(CONSEGNA)
Riprendi il testo liturgico per il lunedì della prima settimana di Quaresima e proseguilo dopo l'ultima frase riportata.

(DOCUMENTO)
--------------------------------------------------

La Carità è il fine di ogni vita- Lunedì della I settimana di Quaresima
Lunedì della I settimana di Quaresima
Lv 19,1-2.11-18 Sal 18
Convertici a te, o Dio, nostra salvezza,
e formaci alla scuola della tua sapienza,
perché l’impegno quaresimale
porti frutto nella nostra vita.
Per il nostro Signore Gesù Cristo, tuo Figlio, che è Dio,
e vive e regna con te, nell’unità dello Spirito Santo,
per tutti i secoli dei secoli. Amen.
Dal libro del Levìtico (Lv 19,1-2.11-18)
Giudica il tuo prossimo con giustizia.
Il Signore parlò a Mosè e disse:
«Parla a tutta la comunità degli Israeliti dicendo loro: “Siate santi, perché io, il Signore, vostro Dio, sono santo.
Non ruberete né userete inganno o menzogna a danno del prossimo.
Non giurerete il falso servendovi del mio nome: profaneresti il nome del tuo Dio. Io sono il Signore.

--------------------------------------------------

Estratti di dati su regioni etichettate
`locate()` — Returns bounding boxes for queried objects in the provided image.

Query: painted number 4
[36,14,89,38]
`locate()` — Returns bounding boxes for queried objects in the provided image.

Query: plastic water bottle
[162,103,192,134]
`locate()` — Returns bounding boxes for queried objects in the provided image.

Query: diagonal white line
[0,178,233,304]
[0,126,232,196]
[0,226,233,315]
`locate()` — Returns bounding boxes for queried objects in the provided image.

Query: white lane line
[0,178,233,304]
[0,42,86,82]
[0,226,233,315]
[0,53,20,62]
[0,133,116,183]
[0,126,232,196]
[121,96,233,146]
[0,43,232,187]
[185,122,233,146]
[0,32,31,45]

--------------------------------------------------

(SOLUZIONE)
Non opprimerai il tuo prossimo, né lo spoglierai di ciò che è suo; non tratterrai il salario del bracciante al tuo servizio fino al mattino dopo.
Non maledirai il sordo, né metterai inciampo davanti al cieco, ma temerai il tuo Dio. Io sono il Signore.
Non commetterete ingiustizia in giudizio; non tratterai con parzialità il povero né userai preferenze verso il potente: giudicherai il tuo prossimo con giustizia. Non andrai in giro a spargere calunnie fra il tuo popolo né coopererai alla morte del tuo prossimo. Io sono il Signore.
Non coverai nel tuo cuore odio contro il tuo fratello; rimprovera apertamente il tuo prossimo, così non ti caricherai d’un peccato per lui. Non ti vendicherai e non serberai rancore contro i figli del tuo popolo, ma amerai il tuo prossimo come te stesso. Io sono il Signore”».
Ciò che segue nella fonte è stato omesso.